| Raw data |
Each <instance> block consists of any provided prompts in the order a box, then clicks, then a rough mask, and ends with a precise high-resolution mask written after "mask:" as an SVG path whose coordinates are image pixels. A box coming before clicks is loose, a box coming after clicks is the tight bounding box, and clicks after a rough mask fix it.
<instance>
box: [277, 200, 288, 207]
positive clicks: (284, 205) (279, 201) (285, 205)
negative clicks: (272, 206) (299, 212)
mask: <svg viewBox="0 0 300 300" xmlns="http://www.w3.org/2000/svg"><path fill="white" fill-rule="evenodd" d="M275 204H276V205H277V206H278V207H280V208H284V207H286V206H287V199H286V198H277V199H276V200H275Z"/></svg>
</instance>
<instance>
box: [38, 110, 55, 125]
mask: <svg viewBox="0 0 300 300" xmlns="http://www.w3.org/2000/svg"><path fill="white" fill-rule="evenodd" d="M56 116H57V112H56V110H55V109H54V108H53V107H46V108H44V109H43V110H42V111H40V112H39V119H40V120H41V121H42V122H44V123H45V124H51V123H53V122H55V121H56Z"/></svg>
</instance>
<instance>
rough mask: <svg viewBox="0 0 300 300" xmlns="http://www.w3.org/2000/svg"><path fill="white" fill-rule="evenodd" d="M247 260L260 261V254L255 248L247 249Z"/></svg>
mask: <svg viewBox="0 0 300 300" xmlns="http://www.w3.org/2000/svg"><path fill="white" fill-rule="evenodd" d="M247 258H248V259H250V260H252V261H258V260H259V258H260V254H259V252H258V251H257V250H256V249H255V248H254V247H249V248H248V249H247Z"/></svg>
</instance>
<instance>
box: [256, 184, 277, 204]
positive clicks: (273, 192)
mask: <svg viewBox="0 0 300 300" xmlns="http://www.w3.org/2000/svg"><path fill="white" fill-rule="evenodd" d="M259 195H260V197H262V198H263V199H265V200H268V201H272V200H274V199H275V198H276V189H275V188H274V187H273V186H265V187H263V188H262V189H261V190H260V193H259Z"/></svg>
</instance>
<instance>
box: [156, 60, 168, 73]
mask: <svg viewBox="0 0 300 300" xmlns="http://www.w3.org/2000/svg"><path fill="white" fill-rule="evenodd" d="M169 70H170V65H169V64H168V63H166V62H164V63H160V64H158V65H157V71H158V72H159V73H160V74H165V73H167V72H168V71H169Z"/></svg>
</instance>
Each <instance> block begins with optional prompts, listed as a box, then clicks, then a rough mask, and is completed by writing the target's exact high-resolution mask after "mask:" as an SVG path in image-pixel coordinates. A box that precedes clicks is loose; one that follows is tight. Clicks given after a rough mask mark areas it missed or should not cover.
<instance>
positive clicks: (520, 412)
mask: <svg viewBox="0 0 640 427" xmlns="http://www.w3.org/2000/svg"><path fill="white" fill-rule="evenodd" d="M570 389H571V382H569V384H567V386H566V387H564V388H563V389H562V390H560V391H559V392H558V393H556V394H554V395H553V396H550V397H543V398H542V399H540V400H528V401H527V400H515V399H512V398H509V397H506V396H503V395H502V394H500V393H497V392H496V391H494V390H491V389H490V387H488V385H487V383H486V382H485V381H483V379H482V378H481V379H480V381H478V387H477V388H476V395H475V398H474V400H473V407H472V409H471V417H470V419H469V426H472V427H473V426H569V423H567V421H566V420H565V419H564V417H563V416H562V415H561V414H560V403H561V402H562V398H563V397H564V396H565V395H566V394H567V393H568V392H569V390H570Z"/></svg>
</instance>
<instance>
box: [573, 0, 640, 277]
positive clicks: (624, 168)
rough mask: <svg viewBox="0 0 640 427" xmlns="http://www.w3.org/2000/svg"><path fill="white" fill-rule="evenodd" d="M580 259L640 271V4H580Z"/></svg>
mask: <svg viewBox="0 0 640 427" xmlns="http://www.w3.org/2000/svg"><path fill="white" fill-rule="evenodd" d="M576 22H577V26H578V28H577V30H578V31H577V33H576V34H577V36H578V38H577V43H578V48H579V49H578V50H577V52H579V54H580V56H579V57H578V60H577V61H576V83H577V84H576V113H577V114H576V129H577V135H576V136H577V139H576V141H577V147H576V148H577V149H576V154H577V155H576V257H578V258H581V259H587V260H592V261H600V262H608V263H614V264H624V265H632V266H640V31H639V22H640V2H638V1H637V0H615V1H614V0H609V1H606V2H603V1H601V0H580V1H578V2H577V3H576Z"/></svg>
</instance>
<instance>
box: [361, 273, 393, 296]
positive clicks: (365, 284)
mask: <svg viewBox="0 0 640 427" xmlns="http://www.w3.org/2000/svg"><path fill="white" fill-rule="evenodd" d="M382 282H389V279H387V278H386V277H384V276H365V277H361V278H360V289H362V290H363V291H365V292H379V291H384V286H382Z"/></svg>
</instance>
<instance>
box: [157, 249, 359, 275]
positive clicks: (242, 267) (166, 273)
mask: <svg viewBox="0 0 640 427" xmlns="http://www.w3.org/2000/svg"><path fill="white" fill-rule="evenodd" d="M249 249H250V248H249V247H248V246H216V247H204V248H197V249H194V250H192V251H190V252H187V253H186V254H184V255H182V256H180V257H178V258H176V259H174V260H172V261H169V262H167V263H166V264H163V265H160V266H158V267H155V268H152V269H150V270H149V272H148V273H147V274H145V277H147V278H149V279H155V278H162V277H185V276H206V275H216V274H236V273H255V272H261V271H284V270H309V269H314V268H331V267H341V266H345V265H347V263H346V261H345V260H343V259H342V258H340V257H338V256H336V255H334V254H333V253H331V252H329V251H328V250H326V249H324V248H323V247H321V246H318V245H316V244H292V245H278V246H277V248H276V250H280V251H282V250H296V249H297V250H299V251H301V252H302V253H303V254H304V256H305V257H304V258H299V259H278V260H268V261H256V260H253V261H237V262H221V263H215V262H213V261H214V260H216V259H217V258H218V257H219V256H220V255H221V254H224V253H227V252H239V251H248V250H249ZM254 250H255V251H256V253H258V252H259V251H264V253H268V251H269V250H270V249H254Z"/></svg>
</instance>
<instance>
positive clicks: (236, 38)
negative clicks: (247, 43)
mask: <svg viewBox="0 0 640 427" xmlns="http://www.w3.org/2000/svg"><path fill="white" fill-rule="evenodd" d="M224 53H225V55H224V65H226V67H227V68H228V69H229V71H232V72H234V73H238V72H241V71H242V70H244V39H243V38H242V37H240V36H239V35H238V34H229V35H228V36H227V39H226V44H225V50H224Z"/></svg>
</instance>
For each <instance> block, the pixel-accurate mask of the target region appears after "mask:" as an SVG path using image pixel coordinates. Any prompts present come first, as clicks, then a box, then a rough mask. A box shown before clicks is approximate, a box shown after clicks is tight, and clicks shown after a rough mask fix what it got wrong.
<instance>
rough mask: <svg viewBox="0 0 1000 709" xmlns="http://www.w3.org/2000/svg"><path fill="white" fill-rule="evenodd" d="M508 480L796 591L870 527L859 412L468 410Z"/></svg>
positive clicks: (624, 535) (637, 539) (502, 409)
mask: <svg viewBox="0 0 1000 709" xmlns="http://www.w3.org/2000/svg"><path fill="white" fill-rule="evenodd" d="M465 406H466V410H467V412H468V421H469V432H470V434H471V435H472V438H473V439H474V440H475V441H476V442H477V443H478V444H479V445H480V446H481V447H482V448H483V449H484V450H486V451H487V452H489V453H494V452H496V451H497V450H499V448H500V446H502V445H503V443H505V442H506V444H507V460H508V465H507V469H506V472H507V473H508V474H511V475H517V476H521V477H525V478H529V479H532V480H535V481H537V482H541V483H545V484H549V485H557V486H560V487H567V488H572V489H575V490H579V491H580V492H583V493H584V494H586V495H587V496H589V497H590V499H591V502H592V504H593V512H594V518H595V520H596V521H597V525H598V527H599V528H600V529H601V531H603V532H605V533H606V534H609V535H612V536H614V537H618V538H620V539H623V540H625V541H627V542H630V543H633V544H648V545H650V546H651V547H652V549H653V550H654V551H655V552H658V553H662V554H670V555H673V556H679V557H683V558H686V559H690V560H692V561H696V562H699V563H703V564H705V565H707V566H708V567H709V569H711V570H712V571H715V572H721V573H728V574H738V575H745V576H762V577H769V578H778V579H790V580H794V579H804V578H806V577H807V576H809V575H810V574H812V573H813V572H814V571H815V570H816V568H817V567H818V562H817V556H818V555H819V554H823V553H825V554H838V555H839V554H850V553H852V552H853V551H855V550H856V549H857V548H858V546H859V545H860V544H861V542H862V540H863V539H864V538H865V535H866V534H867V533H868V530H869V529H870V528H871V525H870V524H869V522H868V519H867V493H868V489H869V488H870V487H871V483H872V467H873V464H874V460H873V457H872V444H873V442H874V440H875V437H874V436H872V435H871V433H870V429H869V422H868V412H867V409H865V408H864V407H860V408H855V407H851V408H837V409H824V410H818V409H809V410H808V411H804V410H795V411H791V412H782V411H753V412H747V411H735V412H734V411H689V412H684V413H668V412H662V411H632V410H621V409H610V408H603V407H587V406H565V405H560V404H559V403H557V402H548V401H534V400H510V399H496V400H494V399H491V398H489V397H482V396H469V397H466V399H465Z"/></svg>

| Aim of the task |
Nothing but the lines holding the word "prompts" should be returned from the listing above.

| Reply to the exercise |
Each <instance> block consists of any provided prompts in the order a box, then clicks, then a rough mask, and ends with a precise high-resolution mask written after "mask:" as an SVG path whose coordinates are image pixels. A box coming before clicks is loose, a box coming after clicks is the tight bounding box, and clicks after a rough mask fix it.
Each <instance> block begins with optional prompts, listed as a box, then clicks, then a rough mask, and is completed by writing the target's exact high-resolution mask after "mask:" as an SVG path in image-pixel coordinates. A box that precedes clicks is loose; one that follows is tight. Clicks given after a rough mask mark areas it missed or should not cover.
For each <instance> block, the pixel-accurate mask of the target region appears after "mask:" as an SVG path using image pixel coordinates. Any prompts present come first, as clicks, then a box, then a rough mask. A box shown before clicks is approximate, a box shown after clicks is tight, and clicks shown after a rough mask fix what it got wrong.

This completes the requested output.